▸ **JOB**
Could you update the lines starting with the line that contains "Could you please locate the white balcony" and going on through the line that contains "<point>250,136</point>" by changing "pixel coordinates" to "image coordinates", keep everything else the same, and return only those lines?

■ ■ ■ ■ ■ ■ ■

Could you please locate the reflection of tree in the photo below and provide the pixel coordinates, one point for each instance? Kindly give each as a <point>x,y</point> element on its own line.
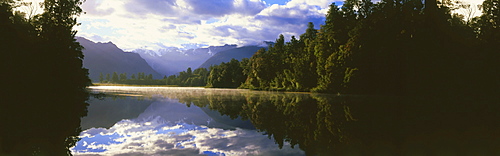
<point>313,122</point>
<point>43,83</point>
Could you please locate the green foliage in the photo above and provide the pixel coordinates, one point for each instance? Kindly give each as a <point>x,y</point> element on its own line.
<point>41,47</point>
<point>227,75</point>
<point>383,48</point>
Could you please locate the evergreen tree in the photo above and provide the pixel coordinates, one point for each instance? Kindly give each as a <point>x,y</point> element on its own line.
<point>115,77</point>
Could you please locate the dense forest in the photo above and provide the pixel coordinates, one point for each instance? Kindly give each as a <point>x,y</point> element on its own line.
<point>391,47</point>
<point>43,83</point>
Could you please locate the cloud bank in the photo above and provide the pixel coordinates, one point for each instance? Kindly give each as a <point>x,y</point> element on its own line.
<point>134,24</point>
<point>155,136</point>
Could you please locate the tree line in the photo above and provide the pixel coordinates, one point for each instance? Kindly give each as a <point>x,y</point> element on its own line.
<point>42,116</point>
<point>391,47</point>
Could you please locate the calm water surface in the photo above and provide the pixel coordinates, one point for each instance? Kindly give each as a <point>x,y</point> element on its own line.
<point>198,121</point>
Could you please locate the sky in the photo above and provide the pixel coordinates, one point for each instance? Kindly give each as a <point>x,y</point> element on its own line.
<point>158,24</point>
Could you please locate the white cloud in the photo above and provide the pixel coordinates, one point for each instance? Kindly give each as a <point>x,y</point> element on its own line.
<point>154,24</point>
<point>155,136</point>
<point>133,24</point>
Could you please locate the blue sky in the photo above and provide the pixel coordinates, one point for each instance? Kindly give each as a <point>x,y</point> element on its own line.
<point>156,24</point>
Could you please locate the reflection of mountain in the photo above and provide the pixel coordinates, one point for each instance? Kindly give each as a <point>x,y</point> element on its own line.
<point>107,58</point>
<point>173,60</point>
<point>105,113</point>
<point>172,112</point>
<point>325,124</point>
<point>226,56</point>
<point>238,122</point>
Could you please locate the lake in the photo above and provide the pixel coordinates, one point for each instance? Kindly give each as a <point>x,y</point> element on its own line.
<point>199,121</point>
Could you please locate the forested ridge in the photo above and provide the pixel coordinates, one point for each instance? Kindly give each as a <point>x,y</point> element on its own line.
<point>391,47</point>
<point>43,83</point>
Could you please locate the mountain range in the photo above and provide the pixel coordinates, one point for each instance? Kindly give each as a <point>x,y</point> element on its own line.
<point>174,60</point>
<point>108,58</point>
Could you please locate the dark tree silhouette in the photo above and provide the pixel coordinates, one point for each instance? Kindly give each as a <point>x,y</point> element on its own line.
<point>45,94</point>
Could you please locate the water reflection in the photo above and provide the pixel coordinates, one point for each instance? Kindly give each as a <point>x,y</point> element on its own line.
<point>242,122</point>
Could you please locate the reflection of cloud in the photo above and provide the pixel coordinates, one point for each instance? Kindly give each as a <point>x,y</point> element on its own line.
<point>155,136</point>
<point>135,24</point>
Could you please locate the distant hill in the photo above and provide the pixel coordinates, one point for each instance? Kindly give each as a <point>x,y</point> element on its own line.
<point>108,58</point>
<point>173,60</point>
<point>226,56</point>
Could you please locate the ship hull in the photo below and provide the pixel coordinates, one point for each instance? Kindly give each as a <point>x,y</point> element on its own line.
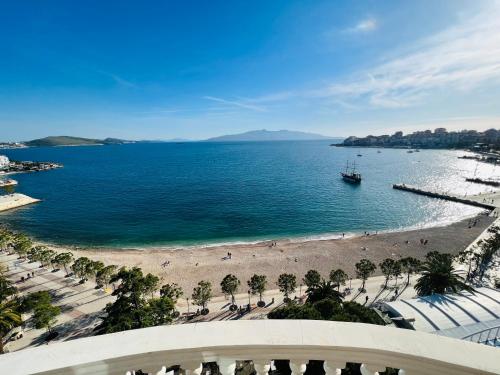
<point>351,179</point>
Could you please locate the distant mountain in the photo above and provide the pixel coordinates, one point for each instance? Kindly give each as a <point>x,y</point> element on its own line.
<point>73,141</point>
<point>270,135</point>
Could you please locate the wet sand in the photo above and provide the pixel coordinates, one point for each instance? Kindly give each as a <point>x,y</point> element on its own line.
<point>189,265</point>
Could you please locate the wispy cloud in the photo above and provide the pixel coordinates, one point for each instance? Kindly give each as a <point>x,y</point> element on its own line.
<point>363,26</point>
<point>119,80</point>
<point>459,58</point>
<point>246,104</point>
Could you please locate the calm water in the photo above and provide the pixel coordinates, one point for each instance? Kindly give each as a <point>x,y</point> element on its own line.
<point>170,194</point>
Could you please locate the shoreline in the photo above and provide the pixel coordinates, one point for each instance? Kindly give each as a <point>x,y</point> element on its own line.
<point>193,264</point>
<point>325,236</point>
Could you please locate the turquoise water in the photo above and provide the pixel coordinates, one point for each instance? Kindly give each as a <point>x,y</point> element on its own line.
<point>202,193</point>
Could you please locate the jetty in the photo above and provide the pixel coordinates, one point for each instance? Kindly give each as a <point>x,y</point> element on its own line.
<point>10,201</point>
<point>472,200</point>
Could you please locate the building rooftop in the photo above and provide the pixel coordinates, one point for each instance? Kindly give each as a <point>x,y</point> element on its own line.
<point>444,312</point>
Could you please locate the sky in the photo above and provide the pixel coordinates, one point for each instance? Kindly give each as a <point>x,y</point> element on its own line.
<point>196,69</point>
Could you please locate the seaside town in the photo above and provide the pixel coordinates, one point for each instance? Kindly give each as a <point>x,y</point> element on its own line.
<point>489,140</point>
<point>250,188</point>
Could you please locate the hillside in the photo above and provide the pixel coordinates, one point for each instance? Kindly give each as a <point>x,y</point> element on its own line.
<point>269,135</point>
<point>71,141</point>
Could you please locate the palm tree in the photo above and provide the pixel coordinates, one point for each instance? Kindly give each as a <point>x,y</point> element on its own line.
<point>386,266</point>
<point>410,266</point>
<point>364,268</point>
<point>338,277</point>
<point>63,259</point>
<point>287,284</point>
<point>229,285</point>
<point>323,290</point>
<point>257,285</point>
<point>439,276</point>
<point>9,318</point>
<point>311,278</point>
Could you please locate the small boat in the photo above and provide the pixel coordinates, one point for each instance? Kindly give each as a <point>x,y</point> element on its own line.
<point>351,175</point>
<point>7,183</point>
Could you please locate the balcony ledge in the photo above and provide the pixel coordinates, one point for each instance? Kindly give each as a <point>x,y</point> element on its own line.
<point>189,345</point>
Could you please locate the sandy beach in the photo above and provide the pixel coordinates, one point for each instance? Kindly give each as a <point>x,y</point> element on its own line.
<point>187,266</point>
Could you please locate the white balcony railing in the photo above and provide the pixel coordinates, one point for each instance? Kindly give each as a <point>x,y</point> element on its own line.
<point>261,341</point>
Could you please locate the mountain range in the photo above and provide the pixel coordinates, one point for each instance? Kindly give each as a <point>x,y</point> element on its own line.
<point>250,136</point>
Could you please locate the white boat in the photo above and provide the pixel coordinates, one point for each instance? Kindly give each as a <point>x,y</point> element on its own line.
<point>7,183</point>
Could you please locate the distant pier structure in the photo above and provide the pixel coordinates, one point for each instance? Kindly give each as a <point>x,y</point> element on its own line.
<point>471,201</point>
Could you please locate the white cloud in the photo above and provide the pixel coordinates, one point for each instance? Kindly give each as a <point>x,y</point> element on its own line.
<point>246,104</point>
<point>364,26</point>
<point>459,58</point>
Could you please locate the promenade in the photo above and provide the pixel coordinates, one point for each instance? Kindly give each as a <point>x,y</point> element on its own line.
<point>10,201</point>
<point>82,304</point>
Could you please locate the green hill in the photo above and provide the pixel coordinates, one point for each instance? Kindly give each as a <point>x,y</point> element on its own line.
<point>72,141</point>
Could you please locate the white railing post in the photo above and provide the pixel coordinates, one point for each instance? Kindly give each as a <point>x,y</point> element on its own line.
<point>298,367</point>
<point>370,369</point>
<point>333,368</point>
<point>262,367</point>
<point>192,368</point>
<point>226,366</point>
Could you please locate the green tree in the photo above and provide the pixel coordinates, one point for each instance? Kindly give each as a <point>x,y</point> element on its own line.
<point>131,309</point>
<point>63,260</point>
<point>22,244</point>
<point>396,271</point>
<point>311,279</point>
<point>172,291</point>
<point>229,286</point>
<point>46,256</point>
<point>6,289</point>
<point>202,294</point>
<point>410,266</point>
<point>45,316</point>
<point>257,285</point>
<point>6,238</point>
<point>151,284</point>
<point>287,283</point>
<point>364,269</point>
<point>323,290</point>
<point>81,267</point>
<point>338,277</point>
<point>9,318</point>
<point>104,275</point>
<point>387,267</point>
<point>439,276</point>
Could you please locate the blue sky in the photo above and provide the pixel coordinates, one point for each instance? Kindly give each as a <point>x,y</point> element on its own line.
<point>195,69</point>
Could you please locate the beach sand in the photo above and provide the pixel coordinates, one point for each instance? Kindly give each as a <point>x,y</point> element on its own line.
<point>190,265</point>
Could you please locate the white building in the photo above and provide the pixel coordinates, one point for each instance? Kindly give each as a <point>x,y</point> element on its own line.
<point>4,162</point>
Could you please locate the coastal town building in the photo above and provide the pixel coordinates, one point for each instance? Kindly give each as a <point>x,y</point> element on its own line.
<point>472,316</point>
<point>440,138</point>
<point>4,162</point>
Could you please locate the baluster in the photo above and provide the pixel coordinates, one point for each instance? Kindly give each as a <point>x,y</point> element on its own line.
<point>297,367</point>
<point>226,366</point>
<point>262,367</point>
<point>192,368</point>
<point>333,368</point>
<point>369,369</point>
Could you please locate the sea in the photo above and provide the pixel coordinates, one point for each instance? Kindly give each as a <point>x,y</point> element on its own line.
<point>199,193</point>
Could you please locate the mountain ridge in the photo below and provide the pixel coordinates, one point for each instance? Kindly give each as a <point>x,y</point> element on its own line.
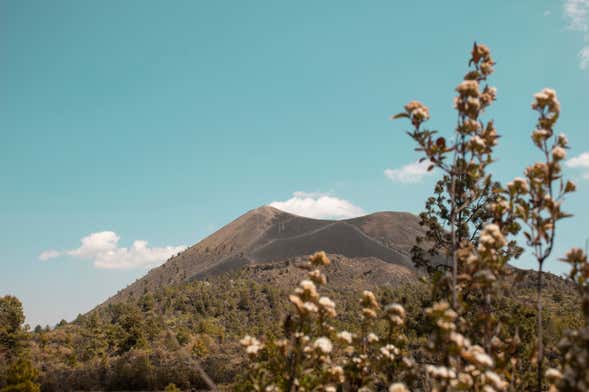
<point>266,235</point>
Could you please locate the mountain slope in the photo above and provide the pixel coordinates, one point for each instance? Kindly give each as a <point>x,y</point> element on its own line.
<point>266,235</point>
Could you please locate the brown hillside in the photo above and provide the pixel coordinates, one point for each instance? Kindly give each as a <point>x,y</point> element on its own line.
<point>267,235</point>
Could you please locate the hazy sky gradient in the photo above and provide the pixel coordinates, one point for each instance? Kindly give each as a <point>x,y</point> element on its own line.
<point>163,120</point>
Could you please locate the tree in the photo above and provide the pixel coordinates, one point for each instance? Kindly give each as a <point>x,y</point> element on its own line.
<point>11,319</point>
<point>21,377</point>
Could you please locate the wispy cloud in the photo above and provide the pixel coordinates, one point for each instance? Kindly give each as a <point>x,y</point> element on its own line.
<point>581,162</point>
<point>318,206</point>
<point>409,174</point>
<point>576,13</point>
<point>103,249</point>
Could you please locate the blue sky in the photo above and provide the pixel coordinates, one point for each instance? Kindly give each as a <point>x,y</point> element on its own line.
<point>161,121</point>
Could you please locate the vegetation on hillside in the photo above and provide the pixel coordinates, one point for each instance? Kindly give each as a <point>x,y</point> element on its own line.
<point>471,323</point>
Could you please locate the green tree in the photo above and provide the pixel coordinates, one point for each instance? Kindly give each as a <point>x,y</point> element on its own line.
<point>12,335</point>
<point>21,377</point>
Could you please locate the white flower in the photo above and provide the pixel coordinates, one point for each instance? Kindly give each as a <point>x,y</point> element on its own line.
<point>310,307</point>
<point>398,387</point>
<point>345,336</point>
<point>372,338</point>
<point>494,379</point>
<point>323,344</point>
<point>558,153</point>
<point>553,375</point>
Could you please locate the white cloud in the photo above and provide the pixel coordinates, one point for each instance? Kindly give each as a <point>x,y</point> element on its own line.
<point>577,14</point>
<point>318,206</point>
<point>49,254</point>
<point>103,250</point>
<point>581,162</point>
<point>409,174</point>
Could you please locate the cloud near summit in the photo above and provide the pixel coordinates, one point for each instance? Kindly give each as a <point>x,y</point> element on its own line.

■ ■ ■ ■ ■ ■ ■

▸ **SOLUTION TO THE EXERCISE**
Could you please locate the white balcony railing in the photo above and provide the image coordinates, one point for each instance? Kindly give each as a <point>x,y</point> element on its own line.
<point>261,341</point>
Could you please locate the mountain range in the photo above and provide the image coordinates, one point for each instance? Kindly give each as a <point>x,y</point> element on its own line.
<point>250,136</point>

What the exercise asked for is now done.